- WHAT IS BEING ASKED -
Copy every line of the material below, requests included, and shift each answer point by adding -115 to both its x and y coordinates. Leave the numbers in the requests and their sample coordinates unchanged.

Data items
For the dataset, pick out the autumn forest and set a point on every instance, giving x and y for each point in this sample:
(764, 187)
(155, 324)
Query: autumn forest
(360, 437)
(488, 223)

- FULL SOLUTION -
For the dataset, pick out the autumn forest and set a point on every instance, giving x and y for each point in this sample:
(764, 187)
(155, 324)
Query: autumn forest
(245, 322)
(373, 108)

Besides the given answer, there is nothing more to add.